## [PROBLEM TO WORK ON]
Rewrite the lines below as a numbered list, leaving out any blank lines, starting at the line that contains "Target: round plate" and ending with the line that contains "M 334 91 L 338". List only those lines.

## [INFORMATION PROVIDED]
——

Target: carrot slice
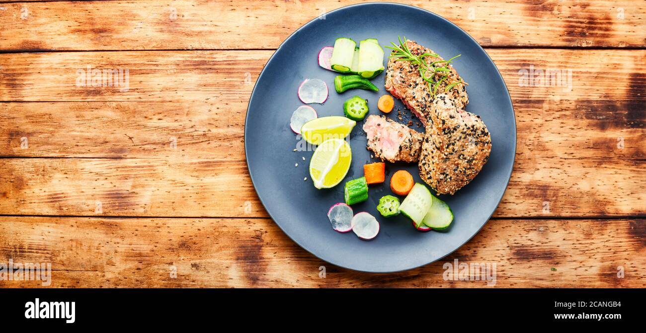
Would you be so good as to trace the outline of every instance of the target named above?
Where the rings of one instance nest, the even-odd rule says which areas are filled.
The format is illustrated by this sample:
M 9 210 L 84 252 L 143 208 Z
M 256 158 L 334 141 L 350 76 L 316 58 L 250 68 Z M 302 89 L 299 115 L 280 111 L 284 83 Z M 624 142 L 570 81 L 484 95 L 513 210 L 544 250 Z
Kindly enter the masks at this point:
M 382 111 L 389 113 L 390 111 L 393 111 L 393 107 L 395 106 L 395 100 L 393 100 L 393 96 L 390 95 L 384 95 L 379 98 L 379 102 L 377 102 L 377 107 L 379 107 Z
M 382 162 L 364 165 L 364 176 L 368 184 L 382 183 L 386 180 L 386 164 Z
M 413 176 L 406 170 L 399 170 L 390 178 L 390 189 L 398 195 L 406 195 L 413 185 Z

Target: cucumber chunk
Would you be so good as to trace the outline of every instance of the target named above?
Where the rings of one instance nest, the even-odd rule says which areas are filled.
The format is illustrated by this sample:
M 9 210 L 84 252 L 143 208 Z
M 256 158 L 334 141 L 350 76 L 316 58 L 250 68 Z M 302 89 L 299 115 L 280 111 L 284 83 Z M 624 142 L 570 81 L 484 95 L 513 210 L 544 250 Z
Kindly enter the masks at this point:
M 384 49 L 379 46 L 377 39 L 365 39 L 359 43 L 357 70 L 359 75 L 368 79 L 371 79 L 384 71 Z
M 349 72 L 351 74 L 359 74 L 359 48 L 355 48 L 355 55 L 352 58 L 352 65 L 350 66 Z
M 424 185 L 415 183 L 399 206 L 399 211 L 413 220 L 415 228 L 419 228 L 433 203 L 430 191 Z
M 330 59 L 332 69 L 342 73 L 349 72 L 356 46 L 357 43 L 349 38 L 337 38 Z
M 348 206 L 368 200 L 368 183 L 366 177 L 348 180 L 343 187 L 344 199 Z
M 433 197 L 433 204 L 428 209 L 422 222 L 433 230 L 441 231 L 448 229 L 453 222 L 453 211 L 446 202 Z

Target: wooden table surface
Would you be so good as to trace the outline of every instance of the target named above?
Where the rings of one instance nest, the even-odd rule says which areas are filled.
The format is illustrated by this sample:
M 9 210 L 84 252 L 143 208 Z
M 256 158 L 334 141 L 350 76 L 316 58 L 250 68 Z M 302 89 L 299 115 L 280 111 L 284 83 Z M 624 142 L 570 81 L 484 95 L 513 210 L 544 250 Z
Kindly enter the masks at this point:
M 464 29 L 506 81 L 518 137 L 499 207 L 398 274 L 284 234 L 247 169 L 249 98 L 285 38 L 353 2 L 0 3 L 0 263 L 51 263 L 54 287 L 487 287 L 444 281 L 455 259 L 497 263 L 496 287 L 646 286 L 643 1 L 406 1 Z M 88 69 L 128 70 L 127 89 L 83 86 Z M 571 87 L 524 84 L 530 69 Z

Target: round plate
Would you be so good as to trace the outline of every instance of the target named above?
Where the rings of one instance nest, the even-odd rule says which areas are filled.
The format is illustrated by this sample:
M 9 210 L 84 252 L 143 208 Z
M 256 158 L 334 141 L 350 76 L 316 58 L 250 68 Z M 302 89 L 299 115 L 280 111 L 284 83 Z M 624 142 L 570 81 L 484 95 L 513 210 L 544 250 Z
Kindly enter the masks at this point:
M 334 91 L 338 73 L 318 66 L 317 55 L 339 37 L 355 41 L 377 38 L 382 45 L 405 36 L 449 58 L 462 56 L 453 67 L 469 83 L 466 111 L 479 115 L 491 133 L 492 152 L 480 173 L 454 195 L 441 195 L 453 209 L 455 220 L 448 232 L 421 232 L 402 215 L 386 219 L 377 211 L 379 198 L 392 194 L 390 175 L 404 169 L 421 182 L 417 164 L 386 164 L 386 182 L 371 185 L 370 197 L 353 206 L 355 213 L 368 211 L 380 224 L 379 235 L 362 241 L 354 233 L 332 230 L 328 209 L 343 202 L 345 182 L 363 176 L 363 165 L 376 162 L 366 149 L 367 140 L 357 122 L 348 140 L 352 165 L 346 178 L 337 186 L 317 189 L 309 178 L 313 151 L 293 151 L 297 136 L 289 128 L 292 112 L 303 105 L 297 91 L 306 78 L 326 81 L 329 97 L 322 105 L 310 104 L 319 117 L 343 116 L 343 102 L 359 95 L 369 101 L 370 114 L 382 114 L 377 108 L 384 88 L 384 73 L 372 81 L 379 91 L 353 89 L 342 94 Z M 384 49 L 386 55 L 389 49 Z M 385 58 L 385 57 L 384 57 Z M 385 59 L 384 59 L 385 62 Z M 397 112 L 389 116 L 408 122 L 410 111 L 395 100 Z M 406 118 L 408 117 L 408 118 Z M 413 123 L 417 122 L 414 117 Z M 423 127 L 417 128 L 423 131 Z M 298 145 L 300 149 L 306 146 Z M 392 3 L 355 5 L 327 13 L 292 34 L 267 61 L 254 87 L 245 124 L 245 149 L 249 173 L 256 191 L 276 223 L 295 242 L 317 257 L 341 267 L 371 272 L 390 272 L 413 268 L 453 252 L 482 228 L 500 202 L 511 175 L 516 155 L 516 127 L 512 101 L 500 73 L 491 59 L 468 34 L 446 19 L 416 7 Z M 311 149 L 310 149 L 311 150 Z M 302 158 L 305 158 L 303 160 Z M 298 164 L 297 167 L 295 165 Z M 307 177 L 307 180 L 303 178 Z M 403 198 L 401 198 L 403 199 Z

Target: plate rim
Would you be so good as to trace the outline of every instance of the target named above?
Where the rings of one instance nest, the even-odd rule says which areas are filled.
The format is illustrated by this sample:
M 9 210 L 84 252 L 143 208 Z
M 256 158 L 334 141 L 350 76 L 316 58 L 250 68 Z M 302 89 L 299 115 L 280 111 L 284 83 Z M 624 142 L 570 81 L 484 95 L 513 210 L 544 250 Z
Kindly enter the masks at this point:
M 433 16 L 435 16 L 438 19 L 439 19 L 440 20 L 443 21 L 445 23 L 448 23 L 448 24 L 449 24 L 450 25 L 453 25 L 454 27 L 457 28 L 459 30 L 460 30 L 463 33 L 464 33 L 464 35 L 466 35 L 469 38 L 470 38 L 471 40 L 473 41 L 473 42 L 475 43 L 475 45 L 477 45 L 477 47 L 479 48 L 480 48 L 481 50 L 482 50 L 483 52 L 486 56 L 487 59 L 488 59 L 489 61 L 490 61 L 491 63 L 494 65 L 494 67 L 495 68 L 495 72 L 497 74 L 498 77 L 500 78 L 501 81 L 503 82 L 503 87 L 505 87 L 505 91 L 506 91 L 506 93 L 507 93 L 507 99 L 508 100 L 509 105 L 511 106 L 512 116 L 513 116 L 513 118 L 514 118 L 514 127 L 513 127 L 513 129 L 513 129 L 513 131 L 514 131 L 514 149 L 513 149 L 513 155 L 512 155 L 513 156 L 513 158 L 512 158 L 512 160 L 511 167 L 510 167 L 510 169 L 509 169 L 509 171 L 508 171 L 508 175 L 506 176 L 507 182 L 506 182 L 506 184 L 505 184 L 505 190 L 503 191 L 503 193 L 501 195 L 500 198 L 498 199 L 498 203 L 496 204 L 495 208 L 494 208 L 494 210 L 491 212 L 491 214 L 490 214 L 489 217 L 487 217 L 486 220 L 484 221 L 484 223 L 483 223 L 483 225 L 481 226 L 480 228 L 479 228 L 478 230 L 476 230 L 475 232 L 474 232 L 473 233 L 473 235 L 472 235 L 471 236 L 470 236 L 466 241 L 464 241 L 464 242 L 463 242 L 462 244 L 461 244 L 459 246 L 457 246 L 455 248 L 454 248 L 454 249 L 449 251 L 444 256 L 441 257 L 439 258 L 437 258 L 437 259 L 435 259 L 433 261 L 430 261 L 430 262 L 424 263 L 424 264 L 419 264 L 419 265 L 417 265 L 417 266 L 413 266 L 413 267 L 410 267 L 410 268 L 403 268 L 403 269 L 401 269 L 401 270 L 384 270 L 384 271 L 371 271 L 371 270 L 360 270 L 360 269 L 353 268 L 352 267 L 348 267 L 348 266 L 341 265 L 341 264 L 336 264 L 336 263 L 331 263 L 331 262 L 330 262 L 330 261 L 328 261 L 326 259 L 321 258 L 320 256 L 318 256 L 316 253 L 313 253 L 313 252 L 310 251 L 309 250 L 307 249 L 307 248 L 306 248 L 306 246 L 304 246 L 299 242 L 298 242 L 297 241 L 296 241 L 295 239 L 294 239 L 294 238 L 291 235 L 290 235 L 287 232 L 286 232 L 285 231 L 285 230 L 283 228 L 283 227 L 280 226 L 280 224 L 278 223 L 276 220 L 275 219 L 274 219 L 274 217 L 271 215 L 271 213 L 269 212 L 269 209 L 267 208 L 267 206 L 265 204 L 265 202 L 262 200 L 262 198 L 260 196 L 260 193 L 258 191 L 258 189 L 256 189 L 256 181 L 254 180 L 253 175 L 251 173 L 251 167 L 249 167 L 249 155 L 248 155 L 248 153 L 247 153 L 248 149 L 247 149 L 247 135 L 248 127 L 247 127 L 247 123 L 249 122 L 249 108 L 250 108 L 250 107 L 251 105 L 251 101 L 253 100 L 254 94 L 256 92 L 256 89 L 258 87 L 258 83 L 260 81 L 260 79 L 262 78 L 262 76 L 265 74 L 265 69 L 267 68 L 267 65 L 271 61 L 271 60 L 276 56 L 276 54 L 278 53 L 278 50 L 280 50 L 280 48 L 282 47 L 282 46 L 284 45 L 285 45 L 287 42 L 287 41 L 289 41 L 290 39 L 293 38 L 302 29 L 304 29 L 306 27 L 308 27 L 309 25 L 310 25 L 311 24 L 313 24 L 314 22 L 315 22 L 317 19 L 318 19 L 318 17 L 319 17 L 318 16 L 317 16 L 317 17 L 314 17 L 313 19 L 312 19 L 311 20 L 310 20 L 309 21 L 308 21 L 307 23 L 305 23 L 304 25 L 302 25 L 298 28 L 297 28 L 295 30 L 294 30 L 291 34 L 290 34 L 289 36 L 287 36 L 287 38 L 286 38 L 285 40 L 284 40 L 280 43 L 280 45 L 278 45 L 278 47 L 276 48 L 276 50 L 274 51 L 273 54 L 271 54 L 271 56 L 270 56 L 269 58 L 267 60 L 267 62 L 265 63 L 264 66 L 263 66 L 262 70 L 260 71 L 260 74 L 258 76 L 258 79 L 256 80 L 256 82 L 254 83 L 253 89 L 251 90 L 251 94 L 249 96 L 249 102 L 247 102 L 247 111 L 245 113 L 245 122 L 244 122 L 244 151 L 245 151 L 245 162 L 247 164 L 247 170 L 249 172 L 249 178 L 251 178 L 251 184 L 252 184 L 252 185 L 253 185 L 253 189 L 254 189 L 254 191 L 256 191 L 256 194 L 258 195 L 258 200 L 260 200 L 260 204 L 262 204 L 263 208 L 265 209 L 265 211 L 267 211 L 267 213 L 269 214 L 269 217 L 271 219 L 272 221 L 276 225 L 277 225 L 279 228 L 280 228 L 280 230 L 283 232 L 283 233 L 284 233 L 286 235 L 287 235 L 287 237 L 289 237 L 289 239 L 291 239 L 293 242 L 294 242 L 295 243 L 296 243 L 298 246 L 300 246 L 300 248 L 302 248 L 303 250 L 307 251 L 308 253 L 309 253 L 312 255 L 316 257 L 318 259 L 322 260 L 322 261 L 324 261 L 326 263 L 329 263 L 330 264 L 333 264 L 333 265 L 335 265 L 335 266 L 336 266 L 337 267 L 340 267 L 342 268 L 344 268 L 344 269 L 347 269 L 347 270 L 353 270 L 353 271 L 355 271 L 355 272 L 363 272 L 363 273 L 371 273 L 371 274 L 387 274 L 399 273 L 399 272 L 406 272 L 406 271 L 409 271 L 409 270 L 415 270 L 415 269 L 417 269 L 417 268 L 419 268 L 420 267 L 422 267 L 422 266 L 426 266 L 426 265 L 430 264 L 432 264 L 433 263 L 435 263 L 436 261 L 439 261 L 442 260 L 443 259 L 444 259 L 444 257 L 447 257 L 448 255 L 450 255 L 452 253 L 453 253 L 453 252 L 455 252 L 455 251 L 457 251 L 458 249 L 459 249 L 460 248 L 461 248 L 462 246 L 463 246 L 465 244 L 469 242 L 469 241 L 471 241 L 471 239 L 473 239 L 474 237 L 475 236 L 475 235 L 477 235 L 482 230 L 482 229 L 483 228 L 484 228 L 484 226 L 487 223 L 488 223 L 489 220 L 491 219 L 491 217 L 492 216 L 494 216 L 494 213 L 495 212 L 496 209 L 500 206 L 500 202 L 501 202 L 501 201 L 502 201 L 503 198 L 505 197 L 505 193 L 506 193 L 507 189 L 509 188 L 509 182 L 511 180 L 512 174 L 513 173 L 513 171 L 514 171 L 514 165 L 516 165 L 516 151 L 517 151 L 517 144 L 518 144 L 518 131 L 517 131 L 517 124 L 516 124 L 516 111 L 514 110 L 514 102 L 512 100 L 511 94 L 509 93 L 509 89 L 507 87 L 506 82 L 505 82 L 505 78 L 503 78 L 503 75 L 500 73 L 500 70 L 498 69 L 498 67 L 496 66 L 495 63 L 494 62 L 494 60 L 491 58 L 491 56 L 489 56 L 489 54 L 487 53 L 486 50 L 484 50 L 484 48 L 482 47 L 482 45 L 480 45 L 479 43 L 477 42 L 477 41 L 476 41 L 470 34 L 469 34 L 468 32 L 466 32 L 466 31 L 464 31 L 462 28 L 461 28 L 460 27 L 459 27 L 457 25 L 453 23 L 453 22 L 452 22 L 451 21 L 450 21 L 449 19 L 446 19 L 446 18 L 444 17 L 443 16 L 440 16 L 439 14 L 433 13 L 433 12 L 431 12 L 430 10 L 426 10 L 426 9 L 424 9 L 424 8 L 420 8 L 420 7 L 418 7 L 418 6 L 412 6 L 412 5 L 406 5 L 406 4 L 402 4 L 402 3 L 391 3 L 391 2 L 370 2 L 370 3 L 356 3 L 356 4 L 353 4 L 353 5 L 347 5 L 347 6 L 344 6 L 342 7 L 339 7 L 339 8 L 338 8 L 337 9 L 335 9 L 333 10 L 331 10 L 331 11 L 328 12 L 326 13 L 324 13 L 324 15 L 328 15 L 328 14 L 333 13 L 333 12 L 337 12 L 337 11 L 344 10 L 346 10 L 346 9 L 348 9 L 348 8 L 353 8 L 353 7 L 360 7 L 360 6 L 371 6 L 371 5 L 386 5 L 399 6 L 402 6 L 402 7 L 408 7 L 408 8 L 409 8 L 410 9 L 412 9 L 412 10 L 421 10 L 421 11 L 422 11 L 422 12 L 425 12 L 426 14 L 430 14 L 430 15 L 432 15 Z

——

## [OUTPUT FOR THIS EXERCISE]
1. Target: round plate
2. Would you be so good as to trace the outline of every instance of the target named above?
3. Where the rings of one instance nest, the even-odd rule says which areas are filled.
4. The format is illustrated by this sample:
5. M 9 210 L 84 252 L 143 208 Z
6. M 256 158 L 334 141 L 350 76 L 316 58 L 250 68 Z M 302 89 L 299 115 L 280 111 L 284 83 Z M 624 142 L 570 81 L 484 95 L 513 210 L 544 250 Z
7. Kindly enter the masks at this point:
8. M 334 91 L 338 73 L 318 66 L 317 55 L 339 37 L 355 41 L 377 38 L 382 45 L 405 36 L 449 58 L 462 56 L 453 67 L 469 83 L 466 111 L 479 115 L 491 133 L 492 152 L 480 173 L 454 195 L 441 195 L 453 209 L 455 220 L 448 232 L 421 232 L 402 215 L 386 219 L 377 211 L 379 198 L 392 194 L 390 175 L 404 169 L 421 182 L 417 164 L 386 164 L 386 182 L 371 185 L 370 197 L 353 206 L 355 213 L 368 211 L 380 224 L 379 235 L 362 241 L 354 233 L 332 230 L 328 209 L 343 202 L 345 182 L 363 176 L 363 165 L 376 162 L 366 149 L 367 140 L 357 122 L 348 140 L 352 165 L 346 178 L 337 186 L 317 189 L 309 178 L 313 151 L 293 151 L 297 136 L 289 128 L 292 112 L 303 105 L 297 91 L 306 78 L 326 81 L 329 97 L 322 105 L 310 104 L 319 117 L 343 116 L 343 102 L 359 95 L 369 101 L 370 114 L 382 114 L 377 108 L 384 88 L 384 73 L 372 81 L 379 91 L 353 89 L 342 94 Z M 384 49 L 386 55 L 389 49 Z M 385 58 L 385 57 L 384 57 Z M 385 59 L 384 59 L 385 62 Z M 397 112 L 389 116 L 408 122 L 410 111 L 395 100 Z M 406 118 L 408 117 L 408 118 Z M 413 123 L 417 122 L 414 117 Z M 423 127 L 417 128 L 423 131 Z M 298 145 L 300 149 L 306 146 Z M 392 3 L 355 5 L 327 13 L 292 34 L 267 61 L 254 87 L 245 124 L 245 149 L 249 173 L 256 191 L 276 223 L 295 242 L 317 257 L 341 267 L 371 272 L 390 272 L 413 268 L 453 252 L 482 228 L 500 202 L 511 175 L 516 155 L 516 127 L 512 101 L 500 73 L 491 59 L 468 34 L 446 19 L 416 7 Z M 311 149 L 310 149 L 311 150 Z M 302 158 L 305 158 L 303 160 Z M 298 164 L 297 167 L 295 165 Z M 307 177 L 307 180 L 303 178 Z M 403 198 L 401 198 L 403 199 Z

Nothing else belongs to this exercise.